:: PROBLEM REQUIREMENTS ::
Identify every line in the material that contains the string "positive" and copy each of those lines.

:: INFORMATION SUPPLIED ::

+-------+

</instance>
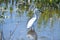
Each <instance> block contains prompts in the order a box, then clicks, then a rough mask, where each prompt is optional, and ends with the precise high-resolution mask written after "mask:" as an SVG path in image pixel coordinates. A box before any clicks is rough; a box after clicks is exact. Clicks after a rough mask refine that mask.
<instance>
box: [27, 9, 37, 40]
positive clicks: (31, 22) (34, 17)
mask: <svg viewBox="0 0 60 40" xmlns="http://www.w3.org/2000/svg"><path fill="white" fill-rule="evenodd" d="M36 10H37V9H35V10H34V16H33V17H32V18H31V19H30V20H29V21H28V23H27V28H28V29H30V30H29V31H28V32H27V37H28V38H29V39H30V40H37V34H36V32H35V30H34V29H32V25H33V24H34V22H35V21H36V19H37V15H36V13H35V12H36Z"/></svg>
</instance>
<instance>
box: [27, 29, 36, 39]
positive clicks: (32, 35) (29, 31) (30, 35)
mask: <svg viewBox="0 0 60 40" xmlns="http://www.w3.org/2000/svg"><path fill="white" fill-rule="evenodd" d="M27 37H28V39H29V40H37V34H36V32H35V30H33V29H30V30H29V31H28V32H27Z"/></svg>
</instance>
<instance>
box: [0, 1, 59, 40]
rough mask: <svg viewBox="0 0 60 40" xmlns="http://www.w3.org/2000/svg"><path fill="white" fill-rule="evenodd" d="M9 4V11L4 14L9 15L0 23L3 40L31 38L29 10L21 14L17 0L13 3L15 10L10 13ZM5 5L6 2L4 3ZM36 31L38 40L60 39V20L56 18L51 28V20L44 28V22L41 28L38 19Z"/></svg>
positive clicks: (35, 28) (24, 11)
mask: <svg viewBox="0 0 60 40" xmlns="http://www.w3.org/2000/svg"><path fill="white" fill-rule="evenodd" d="M10 5H11V4H8V8H7V10H8V12H5V13H4V16H9V17H7V18H4V19H2V20H1V21H2V22H1V23H0V30H2V31H3V35H2V36H3V37H2V39H3V40H29V39H28V38H27V33H28V29H27V22H28V20H29V18H28V17H27V16H26V15H27V11H24V12H22V15H21V16H20V15H19V14H18V13H17V12H16V11H15V10H16V6H15V1H14V5H13V12H12V13H10V11H9V7H10ZM2 6H3V7H4V4H2ZM0 14H1V12H0ZM34 28H35V32H36V34H37V40H60V31H59V30H60V20H59V19H57V18H56V20H55V22H54V24H53V27H52V28H51V25H50V22H49V21H48V24H47V26H46V27H45V28H44V25H43V23H42V25H41V28H40V29H39V28H38V27H37V21H36V22H35V23H34Z"/></svg>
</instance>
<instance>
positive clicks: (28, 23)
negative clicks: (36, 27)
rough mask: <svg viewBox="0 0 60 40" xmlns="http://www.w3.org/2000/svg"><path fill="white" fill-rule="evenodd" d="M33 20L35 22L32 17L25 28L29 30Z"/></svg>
mask: <svg viewBox="0 0 60 40" xmlns="http://www.w3.org/2000/svg"><path fill="white" fill-rule="evenodd" d="M35 20H36V17H33V18H32V19H30V20H29V22H28V24H27V28H30V27H31V26H32V25H33V23H34V21H35Z"/></svg>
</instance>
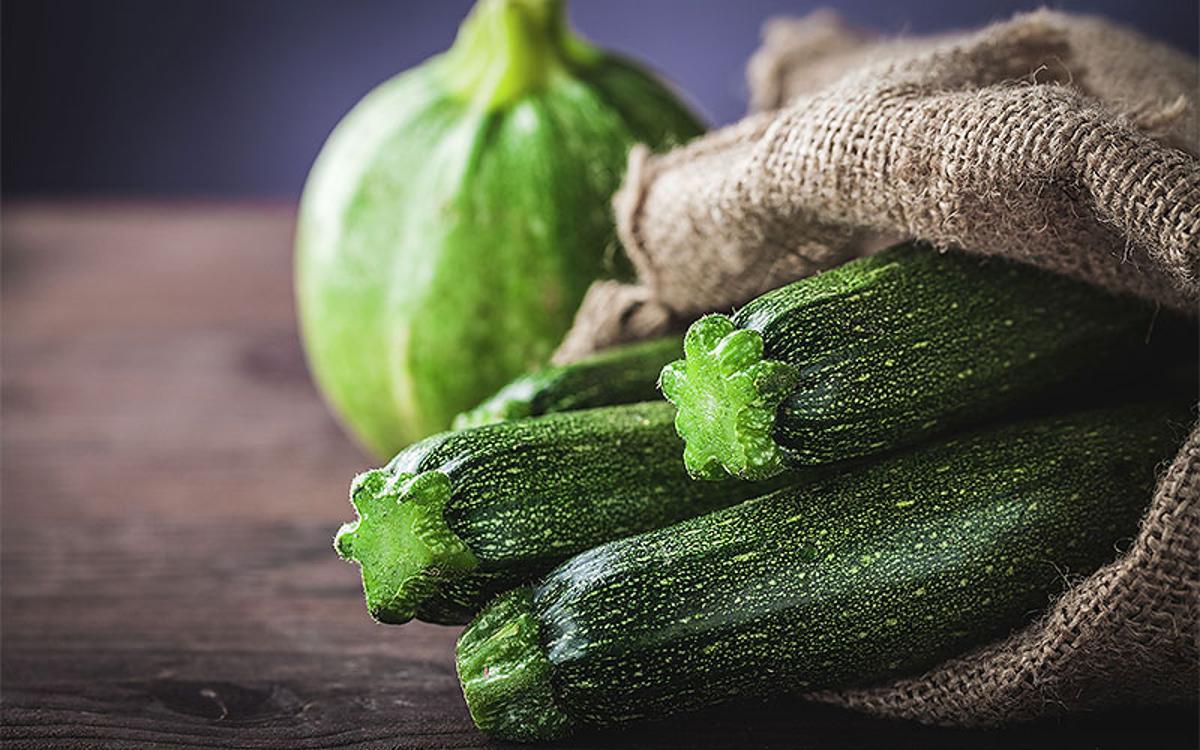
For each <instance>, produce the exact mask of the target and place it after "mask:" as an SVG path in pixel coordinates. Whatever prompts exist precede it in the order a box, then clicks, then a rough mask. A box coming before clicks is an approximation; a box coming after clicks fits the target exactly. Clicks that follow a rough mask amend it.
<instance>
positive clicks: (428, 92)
mask: <svg viewBox="0 0 1200 750" xmlns="http://www.w3.org/2000/svg"><path fill="white" fill-rule="evenodd" d="M698 132H701V125H700V124H698V122H697V120H696V118H695V116H694V115H692V114H691V113H690V112H689V110H688V109H686V108H685V107H684V106H683V104H682V103H680V102H679V101H678V100H677V98H676V97H674V95H672V94H671V92H670V91H668V90H667V89H666V88H665V86H664V85H662V84H660V83H659V82H656V80H655V79H654V78H653V77H650V76H649V74H648V73H646V72H644V71H642V70H641V68H638V67H637V66H635V65H632V64H630V62H628V61H624V60H622V59H619V58H616V56H613V55H610V54H607V53H605V52H601V50H599V49H598V48H595V47H593V46H592V44H589V43H587V42H584V41H582V40H581V38H580V37H577V36H575V35H574V34H572V32H571V31H570V29H569V28H568V25H566V22H565V14H564V8H563V2H562V1H560V0H480V2H479V4H478V5H476V6H475V8H474V10H473V11H472V13H470V16H469V17H468V18H467V20H466V22H464V23H463V25H462V28H461V29H460V32H458V37H457V40H456V42H455V44H454V46H452V47H451V48H450V50H448V52H446V53H444V54H442V55H438V56H436V58H432V59H430V60H428V61H426V62H425V64H422V65H421V66H419V67H416V68H413V70H410V71H407V72H404V73H402V74H400V76H397V77H396V78H392V79H391V80H388V82H385V83H384V84H382V85H380V86H378V88H377V89H374V90H373V91H371V92H370V94H368V95H367V96H366V97H365V98H364V100H362V101H361V102H360V103H359V104H358V106H356V107H355V108H354V109H353V110H352V112H350V113H349V114H348V115H347V116H346V119H344V120H343V121H342V122H341V124H340V125H338V126H337V127H336V130H335V131H334V133H332V134H331V136H330V138H329V142H328V143H326V144H325V146H324V149H323V150H322V152H320V155H319V157H318V158H317V162H316V164H314V166H313V168H312V173H311V174H310V176H308V181H307V184H306V186H305V191H304V197H302V199H301V204H300V216H299V226H298V233H296V299H298V307H299V313H300V324H301V334H302V338H304V342H305V348H306V353H307V356H308V362H310V366H311V368H312V371H313V373H314V376H316V379H317V383H318V385H319V388H320V389H322V391H323V392H324V395H325V396H326V398H328V400H329V401H330V402H331V404H332V407H334V408H335V410H336V412H337V413H338V414H340V416H341V418H342V421H343V424H344V425H346V426H347V427H348V430H349V431H350V432H353V433H354V434H355V436H356V437H358V438H359V439H360V440H361V443H362V444H364V445H365V446H366V448H368V449H370V450H371V451H373V452H374V454H377V455H379V456H390V455H391V454H394V452H396V451H397V450H400V449H401V448H403V446H404V445H407V444H408V443H410V442H413V440H415V439H418V438H421V437H424V436H427V434H431V433H433V432H437V431H439V430H444V428H446V427H448V426H449V425H450V421H451V419H452V418H454V415H455V414H457V413H458V412H462V410H463V409H467V408H469V407H473V406H475V404H476V403H478V402H479V401H481V400H482V398H484V397H486V396H488V395H490V394H491V392H493V391H494V390H496V389H497V388H498V386H500V385H503V384H504V383H506V382H508V380H510V379H511V378H512V377H514V376H516V374H520V373H521V372H524V371H526V370H528V368H530V367H533V366H538V365H540V364H542V362H544V361H545V360H546V359H547V358H548V355H550V354H551V352H552V350H553V349H554V347H556V344H557V343H558V341H559V338H562V336H563V334H564V332H565V331H566V329H568V328H569V326H570V323H571V320H572V318H574V314H575V312H576V308H577V307H578V305H580V301H581V300H582V296H583V293H584V292H586V290H587V288H588V286H589V284H590V283H592V281H594V280H596V278H599V277H604V276H620V275H622V272H624V271H625V270H626V266H628V262H626V260H624V259H623V257H622V256H620V251H619V248H618V246H617V241H616V235H614V229H613V221H612V215H611V208H610V200H611V197H612V193H613V192H614V191H616V188H617V187H618V185H619V182H620V176H622V173H623V170H624V167H625V158H626V155H628V150H629V148H630V146H631V145H632V144H635V143H638V142H642V143H647V144H650V145H652V146H654V148H662V146H667V145H672V144H677V143H680V142H683V140H685V139H688V138H690V137H692V136H695V134H697V133H698Z"/></svg>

+-------+

:: WRITTEN ANSWER ::
positive clicks: (31, 22) (34, 17)
positive clicks: (32, 35) (29, 31) (30, 35)
positive clicks: (35, 28) (24, 11)
positive clicks: (28, 23)
positive clicks: (428, 92)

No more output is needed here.